§ **STORED DATA**:
--- start ---
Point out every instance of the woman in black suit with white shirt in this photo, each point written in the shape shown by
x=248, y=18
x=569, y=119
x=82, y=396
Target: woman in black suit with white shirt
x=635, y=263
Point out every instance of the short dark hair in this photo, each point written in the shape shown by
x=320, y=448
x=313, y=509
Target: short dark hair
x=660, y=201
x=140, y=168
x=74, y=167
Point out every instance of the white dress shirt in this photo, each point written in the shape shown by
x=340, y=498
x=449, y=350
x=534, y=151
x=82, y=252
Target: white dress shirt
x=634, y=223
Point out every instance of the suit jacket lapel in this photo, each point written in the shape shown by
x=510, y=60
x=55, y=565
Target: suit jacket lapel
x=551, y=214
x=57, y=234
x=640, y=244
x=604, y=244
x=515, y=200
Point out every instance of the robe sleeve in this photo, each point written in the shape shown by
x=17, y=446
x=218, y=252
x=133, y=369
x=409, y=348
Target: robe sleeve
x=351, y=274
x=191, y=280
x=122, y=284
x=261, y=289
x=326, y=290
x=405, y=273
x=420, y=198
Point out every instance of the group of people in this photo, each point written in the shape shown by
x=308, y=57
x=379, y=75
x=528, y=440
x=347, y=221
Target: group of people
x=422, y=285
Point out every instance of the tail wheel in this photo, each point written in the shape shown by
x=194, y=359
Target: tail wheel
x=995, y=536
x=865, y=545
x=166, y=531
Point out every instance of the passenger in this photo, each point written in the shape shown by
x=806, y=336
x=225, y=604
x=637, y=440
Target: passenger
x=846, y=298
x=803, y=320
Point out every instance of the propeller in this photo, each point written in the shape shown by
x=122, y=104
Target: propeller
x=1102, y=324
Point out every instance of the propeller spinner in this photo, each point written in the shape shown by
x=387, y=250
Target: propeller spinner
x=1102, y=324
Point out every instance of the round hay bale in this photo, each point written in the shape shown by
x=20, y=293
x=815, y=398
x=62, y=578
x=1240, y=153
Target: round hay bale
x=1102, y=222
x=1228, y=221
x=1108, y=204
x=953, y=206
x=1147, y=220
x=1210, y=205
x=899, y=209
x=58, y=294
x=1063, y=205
--- end ---
§ **DO THIS**: Lay out the listing above as a Markdown table with the columns "Row" and "Line": number each line under "Row" and put the line itself under "Line". Leave out any blank lines.

§ **CORRECT RESPONSE**:
| Row | Line |
|---|---|
| 1 | Point out every instance of the woman in black suit with white shirt in this photo, each point written in the shape shown by |
| 2 | x=248, y=18 |
| 3 | x=569, y=119 |
| 4 | x=82, y=396 |
| 5 | Target: woman in black suit with white shirt |
| 6 | x=635, y=263 |
| 7 | Point out every instance of the short dark hair in this photo, each point written in the shape shown by |
| 8 | x=320, y=448 |
| 9 | x=313, y=509 |
| 10 | Target: short dark hair |
| 11 | x=660, y=201 |
| 12 | x=140, y=168 |
| 13 | x=74, y=167 |
| 14 | Point out every instance of the white dress shirt in this photo, each point written in the shape shown by |
| 15 | x=340, y=498 |
| 16 | x=449, y=350 |
| 17 | x=534, y=151 |
| 18 | x=82, y=252 |
| 19 | Target: white dress shirt |
| 20 | x=634, y=223 |
| 21 | Point out every instance of the suit jacket lapel in this photo, each point written in the shape shown by |
| 22 | x=510, y=60 |
| 23 | x=55, y=565 |
| 24 | Target: suit jacket lapel |
| 25 | x=551, y=214 |
| 26 | x=57, y=234 |
| 27 | x=640, y=244 |
| 28 | x=604, y=244 |
| 29 | x=515, y=200 |
| 30 | Point out every instance of the robe sleeve in this photo, each point written in the shape shown by |
| 31 | x=17, y=446 |
| 32 | x=218, y=252 |
| 33 | x=133, y=369 |
| 34 | x=409, y=348 |
| 35 | Target: robe sleeve |
| 36 | x=351, y=274 |
| 37 | x=191, y=280 |
| 38 | x=122, y=284 |
| 39 | x=261, y=289 |
| 40 | x=326, y=290 |
| 41 | x=405, y=273 |
| 42 | x=420, y=198 |
| 43 | Point out every instance of the group of people in this photo, each point written in the shape shown by |
| 44 | x=308, y=57 |
| 45 | x=379, y=75 |
| 46 | x=528, y=440 |
| 47 | x=347, y=221 |
| 48 | Target: group of people |
| 49 | x=422, y=285 |
| 50 | Point out every instance of the tail wheel in this photo, each point written in the shape shown by |
| 51 | x=194, y=359 |
| 52 | Target: tail wheel |
| 53 | x=995, y=536 |
| 54 | x=865, y=545 |
| 55 | x=166, y=531 |
| 56 | Point out every instance of the passenger in this photo, each point written in the shape shown by |
| 57 | x=806, y=336 |
| 58 | x=225, y=604 |
| 59 | x=637, y=440 |
| 60 | Target: passenger |
| 61 | x=846, y=298 |
| 62 | x=803, y=320 |
| 63 | Point out every instance of the propeller in this photo, each point written in the shape shown by |
| 64 | x=122, y=104 |
| 65 | Target: propeller |
| 66 | x=1102, y=324 |
| 67 | Point out every instance of the propeller spinner in this photo, each point written in the shape shown by |
| 68 | x=387, y=250 |
| 69 | Target: propeller spinner |
| 70 | x=1102, y=324 |
| 71 | Point out every instance of the round hay bale in this photo, each point written in the shape shown by |
| 72 | x=20, y=293 |
| 73 | x=815, y=398 |
| 74 | x=62, y=578 |
| 75 | x=1240, y=153 |
| 76 | Target: round hay bale |
| 77 | x=1102, y=222 |
| 78 | x=1228, y=221 |
| 79 | x=1108, y=204 |
| 80 | x=953, y=206 |
| 81 | x=1147, y=220 |
| 82 | x=1210, y=205 |
| 83 | x=899, y=209 |
| 84 | x=58, y=294 |
| 85 | x=1063, y=205 |